Instruction. Rewrite the entries with every "query" swapped for "prompt", leaving everything else unchanged.

Data for processing.
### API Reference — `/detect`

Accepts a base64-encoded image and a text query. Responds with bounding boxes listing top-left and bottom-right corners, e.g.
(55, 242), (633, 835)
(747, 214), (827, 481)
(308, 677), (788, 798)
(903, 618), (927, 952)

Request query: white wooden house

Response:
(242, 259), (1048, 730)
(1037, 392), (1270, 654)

Reply to the task.
### API Reference — `/detect`

Accepts a base64-encoded image and a text prompt. Responds with bounding boxes listing top-left and bottom-right corners, e.g.
(55, 242), (633, 835)
(747, 214), (827, 481)
(308, 677), (788, 798)
(903, 618), (927, 952)

Request prompt: white wooden house

Response:
(242, 259), (1048, 730)
(1037, 392), (1270, 654)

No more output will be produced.